In 1985, when they were doing ‘Street Art’, they became involved in a lawsuit with Steven Spielberg. At the time they were painting huge illicit heads on buildings all over New York. Spielberg was making a film called Batteries Not Included in the East Village and decided to include one of their heads in his film. Unfortunately, he paid someone else to copy it and even appropriated their name, Liz-N-Val in the image. Against everyone's advice, Liz-N-Val sued him and won. Around this time they did a billboard and were challenged by the owners. The billboard was left unfinished and the artists fled. Morisawa- Linotype, a Japanese company included two images of walls they had painted in SoHo, in their 1984 New York Graffiti Calendar.

Liz-N-Val did a series of interactive street events, starting with Talking Disco, a rap performance proposing a disco floor for MOMA, in collaboration with Kosalapov and Bakhchenyan. The group was interviewed by a black radio station and an article followed in the Village Voice. Later Liz-N-Val appeared at the 1993 Venice Biennial and exhibited their 1st Portable Global Museum.

Woof was born in 2002: the artists dragged a 6” X 8” canvas attached to a leash around the Soho streets, face down. The piece was nameless until a little boy walking behind them asked his mother what they were doing. She told him that they were probably taking their pet for a walk. And that's how the name Woof came into being. John Gibson is the owner of an early Woof piece. Later it was exhibited in the smallest museum in the world - the Museum of Contemporary Art in Pontiac, Michigan.

Dressed as aliens carrying signs saying "Seeking Truth and Beauty", they got a big response from truckers who shouted out their windows, "you won't find any of that here". Sometimes they would put small canvases around their necks, as breast plates and go to art openings. One had the painted words, Seeking Creative Supporters; another had a knife sticking out of it.

Questions:
A. Answer these from the passage on Liz-N-Val:
(i) Whom did Liz-N-Val sue in 1985?
(ii) Which interactive street event started their series?
(iii) In what year was Woof born?
B. Repeat word for word the part of the passage on Liz-N-Val from "Dressed as aliens" to "sticking out of it.".
C. Can you carry on the passage about the artists Liz-N-Val, picking up after its last sentence?
The records that come next have nothing to do with the passage on Liz-N-Val.

Referring expression data:
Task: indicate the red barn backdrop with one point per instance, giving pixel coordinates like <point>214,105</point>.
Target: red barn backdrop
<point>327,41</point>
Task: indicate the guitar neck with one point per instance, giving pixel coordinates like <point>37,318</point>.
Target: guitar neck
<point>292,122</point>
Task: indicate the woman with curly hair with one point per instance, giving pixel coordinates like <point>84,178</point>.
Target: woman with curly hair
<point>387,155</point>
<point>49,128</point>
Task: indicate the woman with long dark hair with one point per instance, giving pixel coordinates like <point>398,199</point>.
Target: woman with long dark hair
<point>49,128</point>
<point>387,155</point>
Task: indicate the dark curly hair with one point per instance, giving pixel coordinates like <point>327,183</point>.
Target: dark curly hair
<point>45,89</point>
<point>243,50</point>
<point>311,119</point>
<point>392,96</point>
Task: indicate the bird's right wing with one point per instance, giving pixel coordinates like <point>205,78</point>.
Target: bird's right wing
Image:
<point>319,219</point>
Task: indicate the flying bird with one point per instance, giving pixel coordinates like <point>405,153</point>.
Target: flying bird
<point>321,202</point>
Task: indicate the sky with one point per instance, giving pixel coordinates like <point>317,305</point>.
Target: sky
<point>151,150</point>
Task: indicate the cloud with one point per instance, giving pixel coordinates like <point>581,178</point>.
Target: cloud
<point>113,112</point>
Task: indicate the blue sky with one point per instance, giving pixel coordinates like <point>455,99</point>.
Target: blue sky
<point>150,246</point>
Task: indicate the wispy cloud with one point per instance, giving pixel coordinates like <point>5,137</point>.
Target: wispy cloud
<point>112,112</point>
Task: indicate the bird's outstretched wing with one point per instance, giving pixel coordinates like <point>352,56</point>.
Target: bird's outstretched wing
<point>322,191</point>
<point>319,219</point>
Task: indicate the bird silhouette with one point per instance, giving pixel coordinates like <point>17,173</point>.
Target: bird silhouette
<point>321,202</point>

Solved tasks:
A.
(i) Steven Spielberg
(ii) Talking Disco
(iii) 2002

B.
Dressed as aliens carrying signs saying "Seeking Truth and Beauty", they got a big response from truckers who shouted out their windows, "you won't find any of that here". Sometimes they would put small canvases around their necks, as breast plates and go to art openings. One had the painted words, Seeking Creative Supporters; another had a knife sticking out of it.

C.
===Latest work===
Liz-N-Val started doing "crumpled wall pieces" with New York Times aluminum printing plates in 1984, and continued crumpling other materials (paper, canvas, metal) up until 2012. They proposed a number of monuments: one in homage to Manzoni - a giant rock pile with a small golden box on top with the logo: Manzoni’s Shit (2006). Another proposed monument, Crime Path, consisted of a road made of large aluminum plates, covered with painted black footprints going into the distance. Jesus Slept Here, was designed as a bed with a cushion made from aluminum plates. The most recent monumental project by Liz-N-Val is Global Museum Presents Abstractrealism (2012): a natural piece of canvas painted with multi-colored words: illegal - unsanctified - interactions - occupations - transgressions - monetary-market-relational-esthetics. In the summer of 2017, they showed up at the Whitney Museum wearing an enormous sign (about 3’ H x 2’ W) emblazoned with the message: ‘Portable Art’.

Liz-N-Val have an improvisational attitude that combines space, time, materials and form as conceptual events. To the present time, they have continued to explore and redefine the parameters of Art: its making and viewing. For example, the sign: ‘WET PAINT’ has shifted, over time, from convention to concept - to appearing on T- shirts and devolving into a possible exhibition.

Currently exhibiting and curating Gallery shows, for example: at the Clemente Center on the Lower East Side.